Beware the tale below…it’s kinda like an episode of The Twilight Zone. Proceed at your own risk!
Rabbits have zero to do with welding, I know. But believe it or not, there is actually a connection, at least for us.
The first job Gary had in Gillette was for a welding company that also happened to operate a small sort of farm. I still remember that the welding shop sat next to a yard for the trucks and equipment, and next to that were sheds and buildings dedicated to the animals. There were sheep, horses, ponies, chickens, turkeys and, you guessed it, rabbits. Besides being a welder for the company, Gary also helped raise and look after the rabbits – which were being raised for meat. Yep…I have tasted rabbit, folks. Not too bad, actually.
I never was afraid of rabbits as a young child (unlike chickens…yes, you can laugh, but I had chicken-fear for many years). I’m a sucker for cuteness just like the rest of my peers. Bunnies are soft and sweet and lay chocolate Cadbury eggs at Easter, right?? But as an adult, I have to admit to a subconscious caution that has, over time, developed into a conscious distrust of bunnies. It probably harkens all the way back to the tender age of 8…
My Dad went to a nearby town to look at buying rabbits, and brought all of us along. We girls were trying to pet the bunnies in the cages and long story short, my baby sister (who was about 3 at the time) got her finger caught in the wiring of one cage and the bunny inside chewed the top of her finger off. Yes, this actually happened. On the way to the hospital, I think we all were wondering how a cute and cuddly rabbit could do such an unthinkable thing. That same sister went on to raise a couple of rabbits for 4-H, so she wasn’t psychologically scarred for life. I also had a pet rabbit as a teen, so I had made my peace with the Leporidae kingdom, at least for a while.

* _EXERCISE_: Say yes or no for whether each statement agrees with the rabbit story above, and quote the words from it that decide each one. (a) Gary's first job in Gillette was at a welding company that also ran a small farm. (b) The writer was afraid of rabbits as a young child. (c) The sister who was hurt by the rabbit later raised rabbits for 4-H.

(Stored entries)
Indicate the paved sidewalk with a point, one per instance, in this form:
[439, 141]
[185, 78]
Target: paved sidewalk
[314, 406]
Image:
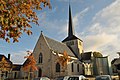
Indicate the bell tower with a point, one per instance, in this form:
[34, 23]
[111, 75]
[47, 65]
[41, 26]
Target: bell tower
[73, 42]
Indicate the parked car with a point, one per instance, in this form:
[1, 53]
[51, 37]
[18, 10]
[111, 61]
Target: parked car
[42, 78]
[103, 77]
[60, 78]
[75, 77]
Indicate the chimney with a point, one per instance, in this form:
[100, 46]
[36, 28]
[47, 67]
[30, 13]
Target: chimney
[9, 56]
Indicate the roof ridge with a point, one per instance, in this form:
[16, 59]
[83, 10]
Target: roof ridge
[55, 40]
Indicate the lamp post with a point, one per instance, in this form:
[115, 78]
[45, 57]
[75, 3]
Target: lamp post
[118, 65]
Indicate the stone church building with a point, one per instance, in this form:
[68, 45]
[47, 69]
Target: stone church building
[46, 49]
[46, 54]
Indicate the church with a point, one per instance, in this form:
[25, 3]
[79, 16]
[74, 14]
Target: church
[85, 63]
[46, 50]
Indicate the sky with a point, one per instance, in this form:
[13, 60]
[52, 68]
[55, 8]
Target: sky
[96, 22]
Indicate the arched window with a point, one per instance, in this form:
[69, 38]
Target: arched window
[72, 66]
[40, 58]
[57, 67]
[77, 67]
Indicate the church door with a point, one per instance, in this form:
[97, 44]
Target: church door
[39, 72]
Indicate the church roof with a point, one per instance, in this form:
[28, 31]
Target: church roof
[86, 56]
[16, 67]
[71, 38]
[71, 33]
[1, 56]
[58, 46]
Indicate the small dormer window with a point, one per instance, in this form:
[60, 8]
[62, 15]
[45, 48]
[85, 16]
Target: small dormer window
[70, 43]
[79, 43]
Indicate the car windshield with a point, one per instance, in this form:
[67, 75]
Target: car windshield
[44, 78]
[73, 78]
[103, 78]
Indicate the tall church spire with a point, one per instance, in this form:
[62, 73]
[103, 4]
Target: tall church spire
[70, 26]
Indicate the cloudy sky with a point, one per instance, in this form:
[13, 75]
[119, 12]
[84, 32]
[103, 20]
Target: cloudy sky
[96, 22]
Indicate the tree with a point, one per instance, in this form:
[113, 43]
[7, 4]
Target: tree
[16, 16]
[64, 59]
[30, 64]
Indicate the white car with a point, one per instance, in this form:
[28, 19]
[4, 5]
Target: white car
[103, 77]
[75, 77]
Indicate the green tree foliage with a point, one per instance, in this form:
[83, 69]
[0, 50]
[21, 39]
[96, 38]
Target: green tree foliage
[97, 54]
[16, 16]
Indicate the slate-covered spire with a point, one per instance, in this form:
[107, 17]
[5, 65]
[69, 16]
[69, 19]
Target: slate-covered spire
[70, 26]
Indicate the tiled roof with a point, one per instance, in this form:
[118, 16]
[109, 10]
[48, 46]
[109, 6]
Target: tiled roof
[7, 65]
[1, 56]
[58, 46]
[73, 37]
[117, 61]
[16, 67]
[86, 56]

==

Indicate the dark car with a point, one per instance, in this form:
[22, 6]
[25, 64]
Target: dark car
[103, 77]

* _SOLUTION TO THIS PROBLEM_:
(a) Yes: "The first job Gary had in Gillette was for a welding company that also happened to operate a small sort of farm."
(b) No: "I never was afraid of rabbits as a young child"
(c) Yes: "That same sister went on to raise a couple of rabbits for 4-H"